STATED EXERCISE: Could you return each of the records below word for word, without changing a single line?

DATASET RECORDS:

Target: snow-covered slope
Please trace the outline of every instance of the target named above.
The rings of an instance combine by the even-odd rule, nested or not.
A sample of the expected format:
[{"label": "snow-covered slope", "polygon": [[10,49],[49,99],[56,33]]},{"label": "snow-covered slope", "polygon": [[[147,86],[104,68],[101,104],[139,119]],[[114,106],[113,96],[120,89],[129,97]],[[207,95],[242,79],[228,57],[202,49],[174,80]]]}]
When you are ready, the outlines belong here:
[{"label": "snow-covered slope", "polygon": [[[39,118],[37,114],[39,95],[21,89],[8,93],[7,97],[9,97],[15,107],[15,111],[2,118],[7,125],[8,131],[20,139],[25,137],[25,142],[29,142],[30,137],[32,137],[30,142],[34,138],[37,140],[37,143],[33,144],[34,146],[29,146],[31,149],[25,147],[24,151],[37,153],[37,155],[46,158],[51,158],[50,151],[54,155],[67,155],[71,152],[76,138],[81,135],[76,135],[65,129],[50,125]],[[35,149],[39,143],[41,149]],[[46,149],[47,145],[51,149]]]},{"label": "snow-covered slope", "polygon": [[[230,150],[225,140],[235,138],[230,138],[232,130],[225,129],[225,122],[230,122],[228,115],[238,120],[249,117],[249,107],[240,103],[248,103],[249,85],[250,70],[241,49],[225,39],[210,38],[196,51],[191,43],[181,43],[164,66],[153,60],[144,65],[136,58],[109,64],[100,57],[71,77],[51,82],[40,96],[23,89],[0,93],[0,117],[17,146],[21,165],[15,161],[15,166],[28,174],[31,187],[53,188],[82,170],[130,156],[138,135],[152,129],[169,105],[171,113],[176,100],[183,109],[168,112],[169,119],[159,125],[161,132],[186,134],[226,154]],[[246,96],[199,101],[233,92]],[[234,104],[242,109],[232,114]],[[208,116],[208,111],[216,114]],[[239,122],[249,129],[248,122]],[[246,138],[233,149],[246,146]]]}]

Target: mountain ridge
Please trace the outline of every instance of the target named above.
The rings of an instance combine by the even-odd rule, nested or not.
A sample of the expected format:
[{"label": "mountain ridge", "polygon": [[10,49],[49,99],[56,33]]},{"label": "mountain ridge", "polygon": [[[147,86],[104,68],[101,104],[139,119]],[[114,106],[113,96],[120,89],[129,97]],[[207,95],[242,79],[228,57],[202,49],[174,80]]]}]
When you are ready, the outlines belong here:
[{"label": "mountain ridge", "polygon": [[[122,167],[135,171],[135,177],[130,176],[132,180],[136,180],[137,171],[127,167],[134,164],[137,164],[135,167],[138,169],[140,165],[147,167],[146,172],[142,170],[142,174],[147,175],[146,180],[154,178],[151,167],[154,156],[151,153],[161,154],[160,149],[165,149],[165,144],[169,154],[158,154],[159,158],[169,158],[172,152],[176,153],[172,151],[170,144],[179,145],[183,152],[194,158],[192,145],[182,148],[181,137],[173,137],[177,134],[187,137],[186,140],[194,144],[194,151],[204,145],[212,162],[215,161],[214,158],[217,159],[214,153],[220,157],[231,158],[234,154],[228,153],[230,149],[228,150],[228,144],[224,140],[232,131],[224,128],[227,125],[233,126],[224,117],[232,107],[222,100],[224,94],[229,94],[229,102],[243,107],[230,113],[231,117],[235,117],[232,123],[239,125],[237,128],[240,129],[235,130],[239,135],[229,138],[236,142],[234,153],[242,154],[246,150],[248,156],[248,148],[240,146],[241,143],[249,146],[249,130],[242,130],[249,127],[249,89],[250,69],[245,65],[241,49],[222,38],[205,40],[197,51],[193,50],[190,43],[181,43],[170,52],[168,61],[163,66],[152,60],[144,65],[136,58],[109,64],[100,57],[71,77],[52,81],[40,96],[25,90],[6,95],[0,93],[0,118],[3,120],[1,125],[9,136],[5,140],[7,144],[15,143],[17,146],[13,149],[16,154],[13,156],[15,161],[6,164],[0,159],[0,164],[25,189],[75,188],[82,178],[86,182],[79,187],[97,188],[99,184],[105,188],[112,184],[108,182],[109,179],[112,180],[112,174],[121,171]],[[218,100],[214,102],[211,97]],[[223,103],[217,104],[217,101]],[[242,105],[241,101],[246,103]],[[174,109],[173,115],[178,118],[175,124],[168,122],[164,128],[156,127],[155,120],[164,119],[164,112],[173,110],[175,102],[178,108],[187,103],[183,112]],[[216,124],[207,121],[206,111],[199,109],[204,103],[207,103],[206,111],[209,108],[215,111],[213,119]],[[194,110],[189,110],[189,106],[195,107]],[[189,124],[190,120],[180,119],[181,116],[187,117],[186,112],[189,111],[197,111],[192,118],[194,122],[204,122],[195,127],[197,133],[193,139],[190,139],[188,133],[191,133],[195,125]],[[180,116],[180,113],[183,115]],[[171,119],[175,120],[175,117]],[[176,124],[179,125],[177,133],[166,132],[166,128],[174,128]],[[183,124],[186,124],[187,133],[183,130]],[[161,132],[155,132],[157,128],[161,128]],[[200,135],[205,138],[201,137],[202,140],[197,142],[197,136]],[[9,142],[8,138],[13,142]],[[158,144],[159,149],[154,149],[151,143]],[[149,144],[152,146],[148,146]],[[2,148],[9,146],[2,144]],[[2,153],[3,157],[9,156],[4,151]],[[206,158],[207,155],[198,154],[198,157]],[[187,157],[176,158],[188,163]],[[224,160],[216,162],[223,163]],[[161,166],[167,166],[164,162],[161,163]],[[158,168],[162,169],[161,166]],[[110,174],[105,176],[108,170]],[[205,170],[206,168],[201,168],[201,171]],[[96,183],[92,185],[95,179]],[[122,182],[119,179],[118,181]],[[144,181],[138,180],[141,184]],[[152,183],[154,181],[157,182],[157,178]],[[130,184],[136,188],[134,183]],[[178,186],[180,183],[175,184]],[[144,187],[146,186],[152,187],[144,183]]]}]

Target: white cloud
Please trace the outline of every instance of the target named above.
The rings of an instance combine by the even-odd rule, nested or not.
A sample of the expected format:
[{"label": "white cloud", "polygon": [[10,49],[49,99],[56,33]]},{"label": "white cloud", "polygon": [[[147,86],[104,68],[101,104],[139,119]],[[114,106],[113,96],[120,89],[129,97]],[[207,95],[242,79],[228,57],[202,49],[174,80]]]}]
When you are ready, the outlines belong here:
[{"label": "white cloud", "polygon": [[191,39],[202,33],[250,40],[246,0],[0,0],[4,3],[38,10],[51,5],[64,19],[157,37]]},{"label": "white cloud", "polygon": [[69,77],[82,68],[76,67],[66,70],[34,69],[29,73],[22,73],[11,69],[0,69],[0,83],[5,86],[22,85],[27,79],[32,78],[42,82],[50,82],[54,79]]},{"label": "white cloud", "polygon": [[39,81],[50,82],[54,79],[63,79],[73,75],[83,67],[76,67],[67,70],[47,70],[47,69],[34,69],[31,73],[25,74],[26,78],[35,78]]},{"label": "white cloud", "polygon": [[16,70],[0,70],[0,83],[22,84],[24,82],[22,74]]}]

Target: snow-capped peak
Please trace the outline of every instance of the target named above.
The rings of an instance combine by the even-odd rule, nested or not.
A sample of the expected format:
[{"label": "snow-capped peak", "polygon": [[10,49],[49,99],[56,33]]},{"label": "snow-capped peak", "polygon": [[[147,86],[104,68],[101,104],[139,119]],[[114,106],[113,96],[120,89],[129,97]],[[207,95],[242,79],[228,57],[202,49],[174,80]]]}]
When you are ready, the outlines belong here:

OUTPUT OF THE TASK:
Target: snow-covered slope
Please trace the outline of every instance of the target named above.
The rings of an instance combine by the even-odd rule, nested or not.
A sample of the expected format:
[{"label": "snow-covered slope", "polygon": [[10,49],[49,99],[56,33]]},{"label": "snow-covered slope", "polygon": [[[147,86],[104,68],[101,104],[139,119]],[[114,106],[113,96],[120,89],[129,97]],[[207,95],[242,79],[228,57],[202,49],[174,80]]]}]
When you are ready, the outlines belong here:
[{"label": "snow-covered slope", "polygon": [[[39,118],[37,114],[39,95],[21,89],[8,93],[7,97],[9,97],[15,107],[15,111],[2,118],[7,125],[8,131],[20,139],[25,137],[25,142],[29,142],[30,137],[32,137],[30,142],[34,138],[37,140],[37,143],[33,144],[34,146],[29,146],[31,149],[25,147],[24,151],[37,153],[37,155],[46,158],[51,158],[50,151],[54,155],[67,155],[71,152],[76,138],[81,135],[76,135],[65,129],[50,125]],[[35,149],[39,143],[41,149]],[[46,149],[47,145],[51,149]]]},{"label": "snow-covered slope", "polygon": [[[230,150],[225,140],[235,138],[230,138],[232,130],[225,129],[225,122],[230,122],[228,115],[238,120],[249,117],[249,107],[240,103],[248,103],[249,85],[250,70],[241,49],[225,39],[210,38],[196,51],[191,43],[181,43],[164,66],[153,60],[144,65],[136,58],[109,64],[100,57],[71,77],[51,82],[40,96],[23,89],[0,93],[0,117],[17,146],[21,165],[15,161],[15,166],[28,174],[31,187],[53,188],[82,170],[130,156],[138,135],[152,129],[169,105],[171,113],[176,100],[183,109],[168,112],[169,119],[159,125],[161,132],[186,134],[226,154]],[[246,96],[199,101],[233,92]],[[234,104],[242,109],[232,114]],[[208,116],[208,111],[216,114]],[[239,122],[249,129],[248,122]],[[246,138],[233,149],[246,146]]]}]

Target: mountain ridge
Please trace the outline of every instance of the target named above.
The rings of an instance combine by the even-odd rule, nested or not.
A sample of the expected format:
[{"label": "mountain ridge", "polygon": [[10,49],[49,99],[56,33]]},{"label": "mountain ridge", "polygon": [[[147,86],[104,68],[101,104],[139,119]],[[114,106],[113,96],[120,89],[129,97]],[[207,95],[242,79],[228,57],[202,49],[174,80]]]}]
When you are ready, the outlines belong here:
[{"label": "mountain ridge", "polygon": [[[122,167],[135,171],[135,177],[130,176],[132,180],[136,180],[137,171],[127,167],[134,164],[137,164],[135,167],[138,169],[140,165],[147,167],[146,172],[142,170],[142,174],[147,175],[146,180],[154,178],[151,167],[154,156],[151,153],[161,154],[160,149],[165,149],[165,144],[169,154],[158,154],[159,158],[169,158],[172,152],[176,153],[172,151],[170,144],[179,145],[183,152],[194,158],[192,145],[182,148],[181,137],[173,137],[177,134],[187,137],[186,140],[194,144],[194,151],[204,145],[212,162],[215,161],[214,158],[217,159],[214,153],[220,157],[231,158],[234,154],[228,153],[230,149],[228,150],[228,144],[224,140],[232,131],[224,128],[227,125],[233,126],[224,117],[232,107],[222,100],[224,94],[229,94],[229,102],[243,107],[230,113],[231,117],[235,117],[232,123],[239,125],[237,128],[240,129],[235,130],[239,135],[229,138],[236,142],[234,153],[242,154],[246,150],[248,156],[248,148],[240,146],[241,143],[249,146],[249,130],[242,130],[249,127],[249,89],[250,69],[245,65],[241,49],[222,38],[205,40],[197,51],[193,50],[190,43],[181,43],[170,52],[168,61],[163,66],[152,60],[144,65],[136,58],[109,64],[100,57],[71,77],[52,81],[40,96],[25,90],[6,95],[0,93],[0,118],[3,120],[1,125],[9,136],[5,140],[7,144],[15,143],[17,146],[13,149],[16,154],[13,156],[15,161],[6,164],[0,159],[0,164],[25,189],[75,188],[82,178],[86,182],[79,187],[97,188],[99,184],[105,188],[112,184],[108,182],[109,179],[112,180],[112,174],[121,171]],[[218,100],[214,102],[211,97]],[[223,103],[217,104],[217,101]],[[242,105],[241,101],[246,103]],[[174,109],[173,115],[178,118],[175,124],[168,122],[164,128],[156,127],[155,120],[164,119],[164,112],[173,110],[175,102],[178,108],[187,103],[183,112]],[[216,124],[207,121],[206,111],[199,109],[204,103],[207,103],[206,111],[209,108],[215,111],[213,119]],[[194,110],[189,110],[189,106],[195,107]],[[189,124],[190,120],[180,119],[181,116],[187,117],[186,112],[189,111],[197,111],[192,118],[194,122],[204,122],[195,127],[197,133],[193,139],[190,139],[188,133],[191,133],[195,125]],[[180,116],[180,113],[183,115]],[[171,119],[175,120],[175,117]],[[176,124],[179,125],[177,133],[166,132],[166,128],[174,128]],[[183,124],[186,124],[187,133],[183,130]],[[161,132],[155,132],[157,128],[161,128]],[[200,135],[205,138],[201,137],[202,140],[197,142],[197,136]],[[9,142],[8,138],[13,142]],[[158,144],[159,149],[154,149],[151,143]],[[149,144],[152,146],[148,146]],[[2,148],[9,146],[2,144]],[[2,153],[3,157],[9,156],[4,151]],[[206,158],[207,155],[198,154],[198,157]],[[187,157],[176,158],[188,163]],[[224,160],[216,162],[223,163]],[[161,166],[167,166],[164,162],[161,163]],[[158,168],[162,169],[161,166]],[[110,174],[105,176],[108,170]],[[205,170],[206,168],[201,168],[201,171]],[[96,183],[92,185],[95,179]],[[122,182],[119,179],[118,181]],[[144,181],[138,180],[141,184]],[[152,183],[154,181],[157,182],[157,178]],[[130,184],[136,188],[134,183]],[[178,186],[180,183],[175,184]],[[144,187],[146,186],[152,187],[144,183]]]}]

Target: white cloud
Please trace the outline of every instance of the target named above.
The rings of an instance combine by the even-odd rule, nested or not.
A sample of the expected format:
[{"label": "white cloud", "polygon": [[10,49],[49,99],[56,33]]},{"label": "white cloud", "polygon": [[[147,86],[104,68],[101,104],[139,119]],[[114,106],[113,96],[120,89],[129,97]],[[207,95],[242,79],[228,57],[202,49],[174,80]]]}]
When you are ready, the outlines belong here:
[{"label": "white cloud", "polygon": [[191,39],[202,33],[250,40],[246,0],[0,0],[4,3],[38,10],[51,5],[64,19],[157,37]]},{"label": "white cloud", "polygon": [[69,77],[82,68],[76,67],[66,70],[34,69],[29,73],[22,73],[11,69],[0,69],[0,83],[5,86],[22,85],[27,79],[32,78],[42,82],[50,82],[54,79]]},{"label": "white cloud", "polygon": [[39,81],[50,82],[54,79],[63,79],[73,75],[83,67],[76,67],[67,70],[47,70],[47,69],[34,69],[31,73],[25,74],[26,78],[35,78]]},{"label": "white cloud", "polygon": [[16,70],[0,70],[0,83],[22,84],[24,82],[22,74]]}]

Target: snow-capped peak
Please trace the outline of every instance of the target named above.
The rings of an instance combine by the even-odd rule, nested or not.
A sample of the expected format:
[{"label": "snow-capped peak", "polygon": [[10,49],[49,99],[56,33]]},{"label": "snow-capped peak", "polygon": [[[147,86],[104,68],[101,104],[139,119]],[[114,106],[113,96],[120,89],[129,97]],[[207,95],[242,79],[228,57],[202,49],[174,80]]]}]
When you are ready, the outlines belong here:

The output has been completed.